▶ **Data provided**
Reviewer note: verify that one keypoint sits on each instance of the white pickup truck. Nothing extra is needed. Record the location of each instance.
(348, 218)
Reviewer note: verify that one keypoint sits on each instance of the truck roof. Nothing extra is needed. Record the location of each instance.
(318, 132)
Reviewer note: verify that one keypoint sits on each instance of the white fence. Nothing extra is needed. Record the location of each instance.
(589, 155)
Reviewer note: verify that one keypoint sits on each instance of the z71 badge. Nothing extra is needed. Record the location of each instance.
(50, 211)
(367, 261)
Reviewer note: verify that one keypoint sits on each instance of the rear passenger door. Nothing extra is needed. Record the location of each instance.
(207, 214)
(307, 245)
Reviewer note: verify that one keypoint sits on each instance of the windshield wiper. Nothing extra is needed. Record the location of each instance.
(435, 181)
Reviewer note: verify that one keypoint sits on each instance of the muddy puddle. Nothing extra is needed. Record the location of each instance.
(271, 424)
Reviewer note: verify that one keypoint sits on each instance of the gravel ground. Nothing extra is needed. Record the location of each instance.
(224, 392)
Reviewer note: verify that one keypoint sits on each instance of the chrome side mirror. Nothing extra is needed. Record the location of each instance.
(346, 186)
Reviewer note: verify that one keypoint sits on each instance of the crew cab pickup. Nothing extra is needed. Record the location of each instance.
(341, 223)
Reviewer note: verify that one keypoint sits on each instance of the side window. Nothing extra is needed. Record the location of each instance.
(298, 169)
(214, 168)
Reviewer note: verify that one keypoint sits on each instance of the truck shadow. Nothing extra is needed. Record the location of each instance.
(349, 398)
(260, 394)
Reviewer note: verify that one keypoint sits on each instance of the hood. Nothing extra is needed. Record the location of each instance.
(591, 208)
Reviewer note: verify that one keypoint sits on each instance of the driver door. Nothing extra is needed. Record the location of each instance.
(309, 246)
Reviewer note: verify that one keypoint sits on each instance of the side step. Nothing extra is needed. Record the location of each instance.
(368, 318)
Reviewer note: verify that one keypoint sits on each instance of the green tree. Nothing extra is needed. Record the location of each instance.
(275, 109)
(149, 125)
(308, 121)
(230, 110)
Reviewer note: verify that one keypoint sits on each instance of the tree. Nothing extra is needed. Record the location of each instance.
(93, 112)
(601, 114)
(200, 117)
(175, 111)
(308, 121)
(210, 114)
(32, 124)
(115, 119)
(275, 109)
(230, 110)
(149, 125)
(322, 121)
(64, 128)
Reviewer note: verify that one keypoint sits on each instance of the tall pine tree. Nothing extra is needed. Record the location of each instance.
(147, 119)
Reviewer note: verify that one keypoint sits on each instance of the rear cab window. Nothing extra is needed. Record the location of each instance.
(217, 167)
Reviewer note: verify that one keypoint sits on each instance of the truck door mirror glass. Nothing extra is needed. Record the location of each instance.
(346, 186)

▶ **Task statement**
Give back the complete material, keeping every word exactly as written.

▶ **Response area**
Reviewer note: verify that one keypoint sits on each instance of the white pickup truck. Nothing extra is needed. Record the location of each instance.
(348, 218)
Reviewer note: verify that one keypoint sits on each instance of the truck roof. Nothing extra is needed. Record the location of each instance.
(318, 132)
Reviewer note: verify that one keypoint sits on each instance of the white fence. Nothing extra is needed. Record the location of each instance.
(589, 155)
Reviewer note: verify that one keypoint sits on each instance of the z71 badge. Nothing extra is needed. Record the location of each instance.
(50, 211)
(367, 261)
Reviewer note: verify that one keypoint sits on each instance of the rear passenger door. Nothing extra is needed. Record the location of each instance.
(207, 214)
(307, 245)
Reviewer note: verify that one keypoint sits on each instance of the windshield wiper. Nothing extra is needed. Record the location of each instance.
(435, 181)
Reviewer note: verify that one keypoint sits on each instance of the muddy puddle. Nothing extra is needed. Record the location of each instance.
(271, 424)
Reviewer note: verify that one keypoint sits on each instance of the gravel ground. Nothing extra is needed. Record the location of each instance.
(224, 392)
Reviewer note: verify that one keypoint sits on each instance of the chrome side mirror. Nothing extra is needed. Record the location of each instance.
(346, 186)
Reviewer note: verify that one keypoint sits on each instance of the crew cab pickup. Nothing extra is needed. Record the location of each instance.
(341, 223)
Reviewer note: verify that one keypoint sits on each instance of the side window. Nothing extra is needed. Record the location of each instance.
(298, 169)
(214, 168)
Reviewer note: verify that one keypoint sits on each instance of the truck shadow. Nothing extra is needed. Record the location of each instance.
(349, 398)
(260, 394)
Reviewer note: verify that one keypoint sits on each instance of the hood. Nothing extra is needed. Record the location of each instance.
(591, 208)
Reviewer note: verify that one keypoint sits on each instance of the driver door. Nothing extra is needed. Record the location of each instance.
(309, 246)
Reviewer note: verify that one keypoint sits on each instance of the side step. Nothing extra is needed. Record the location of each instance.
(368, 318)
Reviewer note: verify that one keypoint sits on each instance of the green tree. Nothing extra is needed. Record the location of each instance.
(275, 109)
(149, 125)
(308, 121)
(230, 110)
Reviewer note: verify that one keypoint sits on each instance of the tree. Nothing extra is needed. Record the location of each instance.
(93, 112)
(601, 114)
(200, 117)
(175, 111)
(308, 121)
(210, 114)
(32, 124)
(115, 119)
(275, 109)
(230, 110)
(149, 125)
(322, 121)
(64, 128)
Reviewer note: verify that one keypoint sits on each instance of the tall pine tree. Nothing extra is needed. Record the location of each instance.
(147, 119)
Reviewer note: verify that one keypoint sits on each instance of the rear cab window. Nothing extra is needed. Record the location of each instance.
(217, 167)
Reviewer note: verify that one keypoint sits on each instance of the truck door mirror glass. Nothing extra is needed. Record the location of each instance.
(346, 186)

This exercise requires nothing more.